• **The data**:
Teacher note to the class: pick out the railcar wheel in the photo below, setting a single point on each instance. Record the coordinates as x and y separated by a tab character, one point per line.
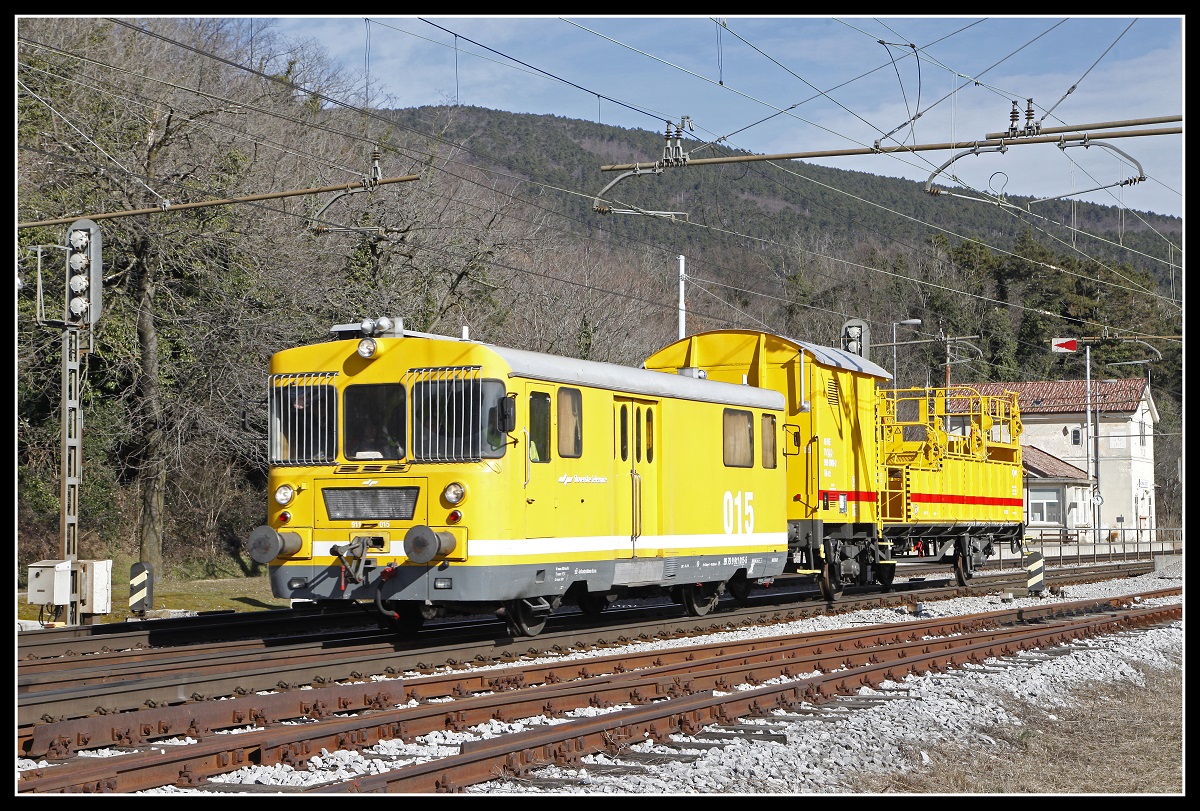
831	584
699	599
741	589
521	618
593	602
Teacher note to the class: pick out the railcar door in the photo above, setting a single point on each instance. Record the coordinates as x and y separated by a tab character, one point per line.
539	467
636	438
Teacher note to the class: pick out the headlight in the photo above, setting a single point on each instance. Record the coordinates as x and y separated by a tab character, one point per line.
454	492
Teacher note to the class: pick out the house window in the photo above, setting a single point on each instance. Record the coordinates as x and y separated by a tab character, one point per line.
1045	505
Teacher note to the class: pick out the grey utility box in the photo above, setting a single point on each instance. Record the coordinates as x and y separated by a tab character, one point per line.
49	583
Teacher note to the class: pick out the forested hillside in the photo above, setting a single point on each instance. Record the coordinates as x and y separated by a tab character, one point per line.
493	228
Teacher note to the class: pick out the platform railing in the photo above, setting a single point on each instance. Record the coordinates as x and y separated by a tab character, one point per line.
1080	546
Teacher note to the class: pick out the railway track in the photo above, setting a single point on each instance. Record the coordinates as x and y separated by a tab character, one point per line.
136	706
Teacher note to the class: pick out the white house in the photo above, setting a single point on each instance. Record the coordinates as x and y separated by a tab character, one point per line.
1115	449
1057	497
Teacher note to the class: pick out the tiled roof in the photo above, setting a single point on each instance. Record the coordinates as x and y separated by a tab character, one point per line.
1071	396
1047	466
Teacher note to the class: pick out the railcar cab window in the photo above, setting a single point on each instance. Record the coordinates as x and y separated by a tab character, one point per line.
738	438
457	420
375	421
303	420
570	424
539	426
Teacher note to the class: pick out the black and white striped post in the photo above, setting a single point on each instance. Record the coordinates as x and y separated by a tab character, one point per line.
1035	572
141	588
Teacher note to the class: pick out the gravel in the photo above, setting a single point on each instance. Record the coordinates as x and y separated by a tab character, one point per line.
819	756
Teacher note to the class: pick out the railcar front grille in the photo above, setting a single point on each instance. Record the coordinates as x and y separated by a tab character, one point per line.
371	503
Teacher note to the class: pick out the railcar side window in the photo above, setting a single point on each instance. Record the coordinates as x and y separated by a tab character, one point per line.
637	434
570	424
539	426
624	433
738	438
649	434
768	442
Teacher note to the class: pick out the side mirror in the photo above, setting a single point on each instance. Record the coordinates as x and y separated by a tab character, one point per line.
507	418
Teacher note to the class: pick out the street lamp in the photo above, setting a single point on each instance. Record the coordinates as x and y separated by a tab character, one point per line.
907	322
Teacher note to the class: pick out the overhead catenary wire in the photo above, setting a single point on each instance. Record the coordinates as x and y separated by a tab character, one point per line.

• **What is expected**: Without including any picture, write out the material above exactly.

• **Answer for this exercise**:
Teacher note to the class: pick out the railcar wheel in the photo below, setting a single point on each instance. Record the coordinates as x and y separated by a tab character, one point per line.
831	584
699	599
741	589
521	618
593	602
Teacher note to the class: pick out the railcar door in the photo above, setting a single point on each instance. Record the coordinates as x and y separated by a tab character, one point per line.
539	467
636	438
Teacher note to the class: pick out the headlight in the photo above, setting a single point on each instance. Record the coordinates as x and y separated by a tab character, one point per line.
454	492
Teacher note to the class: pick out the house window in the photo above, setting a single point on each instance. Record the coordinates as x and y separated by a tab character, one point per line.
1045	505
Teacher note to the class: pick out the grey utility box in the photo above, setting a single point on each instance. Record the coordinates as x and y separated by a tab character, one point per line.
49	583
Teacher note to the class: pick out the forested hillside in the photo above, setting a single point on each instance. Record the coordinates as x and y separated by a tab character, one point per line.
493	228
Teacher note to the class: pick out the platform railing in the photo above, setting a single point on each instance. Record the coordinates as x and y separated by a tab character, one point per line.
1080	546
Teacher note to the class: pick out the railway track in the photo above, setting a single point on each instance. Record the coordinates as x and y separated by a tab character, one point per line.
136	706
Teacher note to the class: pick out the white house in the photo above, setting a single point on each instance. Record the coordinates as x and y separated by a tab character, one point per line.
1115	449
1057	497
Teacher note to the class: pick out the tiled roof in the photo above, setting a single point on each instance. Record the coordinates as x and y separated by a tab character, one point per line.
1071	396
1047	466
Teacher note to the class: pick out the railcar cab window in the photo above, setting a single point on each instance. Record the coordinates as x and y separated by a tab character, one point per line.
738	438
457	420
375	421
303	420
570	424
539	426
Teacher note to the class: pick out the black and white striped post in the photo above, setting a single point on each instance. Record the coordinates as x and y separated by a tab character, one point per line.
1035	572
141	588
Teacher note to the class: pick out the gravel in the photo above, setting a single point on each instance. Record the coordinates as x and y separated by a tab character, one point per line.
819	756
Teacher note to the class: pick out the railcar front grille in the photo above, setting a single point on each instance. Record the coordinates as x and y separated by a tab character, one point per line.
371	503
Teacher note to the class: pick out the railcar side window in the photo above, setting a single point on each instance. Record the coordinates as x and y separated by a tab character, one point per line.
637	434
570	424
539	426
624	433
738	438
649	434
768	442
Teacher note to the class: pick out the side mirror in the photo above, setting a single point on each instance. Record the coordinates as x and y separated by a tab character, one point per line.
507	418
Teacher note to the class: pick out the street lamp in the photo above, setting a single point on each instance. Record the coordinates as x and y separated by a tab character, one point per line.
907	322
Teacher note to the class: pick out the overhead catenary wire in the photo above, setting a single point on each instance. Record the coordinates as x and y separated by a tab character, one point per line.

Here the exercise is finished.